### Entries shown
== Segment start ==
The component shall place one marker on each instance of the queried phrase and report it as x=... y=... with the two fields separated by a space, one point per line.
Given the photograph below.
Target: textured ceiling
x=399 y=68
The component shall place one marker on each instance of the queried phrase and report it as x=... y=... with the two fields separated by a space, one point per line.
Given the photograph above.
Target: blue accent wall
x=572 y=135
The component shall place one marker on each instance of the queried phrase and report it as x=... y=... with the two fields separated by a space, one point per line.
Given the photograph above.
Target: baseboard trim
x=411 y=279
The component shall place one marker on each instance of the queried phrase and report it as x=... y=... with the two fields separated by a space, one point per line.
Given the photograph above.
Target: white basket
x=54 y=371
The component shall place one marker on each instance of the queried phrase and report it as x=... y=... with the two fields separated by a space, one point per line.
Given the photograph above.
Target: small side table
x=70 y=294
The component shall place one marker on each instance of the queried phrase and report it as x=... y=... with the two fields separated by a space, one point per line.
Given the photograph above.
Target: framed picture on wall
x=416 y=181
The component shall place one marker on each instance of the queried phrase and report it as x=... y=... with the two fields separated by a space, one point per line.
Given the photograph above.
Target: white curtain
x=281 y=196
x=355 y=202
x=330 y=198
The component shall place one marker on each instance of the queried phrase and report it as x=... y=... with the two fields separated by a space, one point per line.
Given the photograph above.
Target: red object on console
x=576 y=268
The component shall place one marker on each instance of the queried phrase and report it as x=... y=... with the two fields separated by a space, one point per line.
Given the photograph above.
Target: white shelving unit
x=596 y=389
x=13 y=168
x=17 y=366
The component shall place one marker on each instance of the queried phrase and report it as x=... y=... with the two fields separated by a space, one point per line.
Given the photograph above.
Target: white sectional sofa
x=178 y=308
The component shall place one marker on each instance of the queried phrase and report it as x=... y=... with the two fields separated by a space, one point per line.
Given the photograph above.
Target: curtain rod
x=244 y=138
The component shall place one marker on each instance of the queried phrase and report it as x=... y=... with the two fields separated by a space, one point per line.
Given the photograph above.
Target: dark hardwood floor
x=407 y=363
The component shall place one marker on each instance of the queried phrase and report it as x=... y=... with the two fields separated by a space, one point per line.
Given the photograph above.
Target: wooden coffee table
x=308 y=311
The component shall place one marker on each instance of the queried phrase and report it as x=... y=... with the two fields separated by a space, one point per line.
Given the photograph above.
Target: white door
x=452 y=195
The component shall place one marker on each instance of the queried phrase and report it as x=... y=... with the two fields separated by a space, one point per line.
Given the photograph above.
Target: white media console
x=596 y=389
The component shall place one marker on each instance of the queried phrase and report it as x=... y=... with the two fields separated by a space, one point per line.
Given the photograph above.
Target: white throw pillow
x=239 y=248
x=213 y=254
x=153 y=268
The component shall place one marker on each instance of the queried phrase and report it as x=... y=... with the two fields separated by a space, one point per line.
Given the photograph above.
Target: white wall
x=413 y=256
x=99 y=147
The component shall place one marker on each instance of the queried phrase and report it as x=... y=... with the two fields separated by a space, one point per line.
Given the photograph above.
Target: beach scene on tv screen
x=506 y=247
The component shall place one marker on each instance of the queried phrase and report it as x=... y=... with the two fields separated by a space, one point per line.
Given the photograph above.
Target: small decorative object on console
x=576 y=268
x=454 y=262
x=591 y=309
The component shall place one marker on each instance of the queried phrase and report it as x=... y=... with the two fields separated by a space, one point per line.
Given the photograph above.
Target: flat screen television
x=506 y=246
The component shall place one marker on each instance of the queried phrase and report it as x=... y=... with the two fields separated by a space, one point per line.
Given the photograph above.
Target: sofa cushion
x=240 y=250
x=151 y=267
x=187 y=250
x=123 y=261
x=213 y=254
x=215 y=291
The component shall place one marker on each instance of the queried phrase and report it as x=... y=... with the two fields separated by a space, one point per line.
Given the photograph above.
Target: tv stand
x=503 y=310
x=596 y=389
== Segment end ==
### What you will do
Your response should hold only an exact copy of the lines above, from the one containing "Target: small decorative object on console" through the end of the entries.

### Output of the task
Target: small decorative object on console
x=576 y=268
x=454 y=262
x=591 y=309
The component shall place one marker on each instance of the queried phrase and report it as x=... y=... with the two fields separated by a space, one point per line.
Given the photograph above.
Target: flat screen television
x=506 y=246
The component shall place one marker on each instance of the queried phrase and report it as x=... y=... with the two fields separated by a space, one point per line.
Given the photograph above.
Target: sofa cushion
x=240 y=250
x=151 y=267
x=187 y=250
x=123 y=261
x=213 y=254
x=215 y=291
The component shall place one marker on each instance of the queried phrase and report it as x=... y=... with the two fields separated by a space, one point per line.
Given the photograph above.
Target: tv stand
x=503 y=310
x=596 y=389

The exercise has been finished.